## [Tasks for this exercise]
(a) In the text on the new five-cent coin, how much cheaper was the new mix of copper, nickel, and zinc than the metal mix currently in use?
(b) Put this sentence from the text on the new five-cent coin into Spanish: "Experimental work is costly and time-consuming, whereas running a model on a computer is fast and cheap."

## [Source text]
==================================================
The NIST team worked backward, first identifying the desired qualities for the new five-cent piece and then figuring out which alloys and procedures might be needed to make it. The U.S. Mint also outlined some site-specific constraints; namely, the new coin had to be made using existing manufacturing facilities in Denver and Philadelphia, both of which use a specific type of slow-cooling process.

Color proved particularly challenging. Although most people would not think of coins as having special tones or hues, coin collectors are a demanding group and will often reject coins even slightly off-tone—and collectors form a significant share of the market for currencies. The public might not trust coins that are too orange or too yellow. But color is often subjective, and one can be hard to quantify or reproduce with to any kind of reliable standard.

In this case, using the MGI process proved enormously helpful—surprising even the researchers with how efficient it was. Starting with the set of parameters for resilience, conductivity, and color, the team developed a new mix of copper, nickel, and zinc that was 40% less expensive than the currently used metal mix.

The team relied heavily on a type of materials design known as Integrated Computational Materials Engineering (ICME). It uses a large amount of computer modeling to discover how different components will react when mixed together. In this case, those components were metal alloys.

Experimental work is costly and time-consuming, whereas running a model on a computer is fast and cheap. The idea is to use more computational resources and tools to do the legwork in the design stage to cut down on the time and costs needed to go from idea to reality.

“Within a year, we put together a framework for designing an alloy, identifying and using our model to get the correct alloy, and then moving forward and actually making the prototype, testing it out, and discovering we met all of our goals,” says NIST project leader and materials engineer Eric Lass. In the past, such work would have taken several years.

The results could potentially save the U.S. Mint millions. In addition, several companies that manufacture high-tech items have shown an interest in the results based on the strong consumer demand for electronics that are durable, but also available in a variety of colors such as metallic pink.
==================================================
## [Information supplied]
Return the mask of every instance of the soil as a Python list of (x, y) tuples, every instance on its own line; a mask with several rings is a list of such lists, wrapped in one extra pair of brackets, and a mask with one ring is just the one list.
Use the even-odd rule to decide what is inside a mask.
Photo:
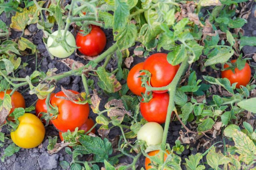
[[(247, 36), (256, 36), (256, 20), (254, 18), (254, 14), (255, 10), (255, 6), (254, 5), (252, 10), (252, 12), (249, 18), (248, 19), (248, 23), (243, 28), (245, 30), (245, 35)], [(0, 19), (4, 22), (7, 23), (7, 25), (9, 25), (10, 24), (11, 17), (7, 18), (5, 14), (4, 13), (0, 16)], [(53, 60), (51, 59), (48, 52), (45, 48), (42, 40), (42, 37), (43, 35), (43, 32), (41, 30), (38, 30), (35, 24), (32, 24), (27, 27), (28, 30), (32, 33), (32, 35), (28, 36), (25, 36), (25, 38), (29, 39), (34, 44), (37, 46), (37, 49), (40, 52), (40, 56), (37, 59), (38, 63), (40, 63), (40, 66), (38, 67), (38, 70), (46, 72), (48, 69), (54, 68), (58, 69), (56, 73), (60, 73), (69, 71), (70, 69), (66, 66), (64, 64), (60, 62), (59, 59), (54, 58)], [(71, 28), (70, 31), (74, 34), (74, 30)], [(113, 36), (112, 35), (112, 30), (104, 30), (107, 36), (107, 44), (105, 48), (105, 50), (107, 49), (114, 42)], [(15, 39), (20, 36), (21, 32), (16, 32), (13, 30), (11, 30), (11, 35), (10, 37), (12, 39)], [(133, 54), (134, 48), (131, 48), (129, 49), (130, 55)], [(245, 46), (243, 49), (243, 52), (245, 54), (253, 53), (256, 53), (256, 47)], [(35, 56), (30, 55), (27, 57), (23, 57), (22, 58), (23, 62), (27, 62), (28, 63), (26, 69), (20, 70), (19, 72), (19, 76), (21, 77), (25, 77), (27, 75), (30, 75), (35, 70)], [(247, 56), (251, 57), (251, 56)], [(86, 64), (88, 62), (88, 60), (85, 60), (79, 57), (76, 56), (75, 53), (69, 57), (69, 58), (74, 59), (76, 61), (79, 61), (84, 64)], [(32, 59), (30, 60), (31, 59)], [(137, 63), (142, 62), (145, 60), (143, 58), (139, 58), (136, 57), (134, 59), (134, 61), (131, 66), (132, 67)], [(256, 63), (254, 62), (253, 60), (251, 61), (251, 64), (253, 65), (256, 65)], [(117, 68), (117, 62), (116, 59), (113, 57), (109, 62), (106, 69), (109, 70), (113, 70)], [(101, 65), (101, 63), (99, 63)], [(216, 76), (216, 77), (220, 76), (216, 72), (213, 71), (211, 69), (205, 72), (202, 72), (200, 71), (199, 64), (195, 63), (192, 66), (193, 70), (196, 70), (198, 76), (198, 78), (202, 79), (202, 76), (203, 75), (207, 75), (211, 74), (212, 76)], [(94, 77), (91, 76), (90, 78), (93, 79), (95, 82), (97, 81), (97, 79)], [(96, 87), (97, 87), (96, 83), (95, 83)], [(79, 92), (84, 91), (84, 88), (81, 78), (80, 76), (72, 76), (70, 77), (66, 77), (59, 81), (56, 84), (56, 87), (54, 92), (57, 92), (60, 91), (60, 87), (62, 86), (66, 89), (71, 89)], [(19, 91), (22, 93), (26, 101), (26, 105), (28, 107), (32, 104), (37, 99), (37, 97), (35, 95), (30, 95), (29, 94), (29, 91), (27, 86), (25, 86), (20, 88)], [(91, 90), (90, 90), (91, 93)], [(100, 96), (102, 100), (101, 101), (101, 104), (100, 109), (103, 109), (104, 104), (107, 100), (108, 96), (106, 95), (103, 94)], [(32, 113), (34, 112), (32, 112)], [(93, 119), (95, 120), (95, 114), (91, 110), (90, 113), (90, 116)], [(97, 127), (97, 128), (98, 127)], [(175, 141), (180, 136), (179, 132), (181, 128), (181, 126), (178, 121), (173, 122), (170, 124), (169, 129), (167, 142), (169, 144), (171, 147), (173, 145)], [(47, 146), (48, 145), (48, 139), (47, 136), (54, 136), (58, 135), (57, 131), (52, 126), (49, 126), (46, 127), (46, 134), (45, 137), (42, 143), (41, 147), (31, 149), (21, 149), (18, 152), (14, 154), (10, 157), (7, 157), (5, 159), (5, 162), (0, 162), (0, 170), (60, 170), (62, 169), (61, 167), (59, 165), (60, 161), (65, 160), (69, 162), (70, 162), (72, 160), (71, 155), (68, 155), (63, 149), (56, 154), (54, 154), (52, 156), (50, 155), (47, 152)], [(184, 130), (184, 129), (182, 129)], [(8, 134), (9, 132), (3, 128), (2, 131)], [(111, 131), (109, 138), (111, 139), (113, 138), (116, 135), (121, 134), (121, 132), (119, 130), (119, 129), (114, 128)], [(191, 154), (194, 154), (198, 152), (201, 153), (203, 152), (206, 149), (203, 147), (201, 147), (198, 151), (197, 150), (196, 147), (199, 142), (201, 142), (201, 141), (207, 139), (204, 137), (199, 140), (195, 144), (190, 145), (190, 147), (193, 147), (193, 149), (192, 150), (190, 149), (185, 149), (184, 152), (181, 155), (182, 160), (184, 161), (185, 158), (187, 158), (188, 155)], [(58, 139), (58, 142), (60, 142)], [(210, 142), (210, 144), (213, 144), (216, 142), (223, 141), (222, 136), (220, 135), (217, 137), (214, 140)], [(226, 141), (228, 142), (228, 141)], [(5, 144), (4, 147), (0, 148), (1, 156), (3, 154), (4, 148), (9, 144)], [(218, 144), (217, 146), (221, 146), (221, 143)], [(144, 158), (141, 157), (137, 162), (138, 167), (138, 169), (140, 169), (141, 167), (144, 166)], [(205, 158), (203, 159), (203, 161), (206, 161)], [(130, 163), (132, 160), (129, 158), (123, 157), (120, 159), (120, 162), (125, 162)], [(100, 166), (101, 165), (100, 164)], [(185, 169), (183, 165), (182, 165), (182, 169)]]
==================================================
## [Responses per task]
(a) 40% less expensive

(b) El trabajo experimental es costoso y requiere mucho tiempo, mientras que ejecutar un modelo en una computadora es rápido y barato.